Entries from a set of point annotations
━━━━━━━━━━━━━━━━━━━━

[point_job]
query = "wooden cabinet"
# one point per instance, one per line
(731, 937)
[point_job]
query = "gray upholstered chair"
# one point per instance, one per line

━━━━━━━━━━━━━━━━━━━━

## WHAT THE EXERCISE ASKS
Recast the data above as a Markdown table with the columns Row and Line, giving each nonblank line its own numbered row.

## THE RESPONSE
| Row | Line |
|---|---|
| 1 | [point_job] |
| 2 | query = "wooden cabinet" |
| 3 | # one point per instance, one per line |
| 4 | (731, 937) |
| 5 | [point_job] |
| 6 | query = "gray upholstered chair" |
| 7 | # one point per instance, one per line |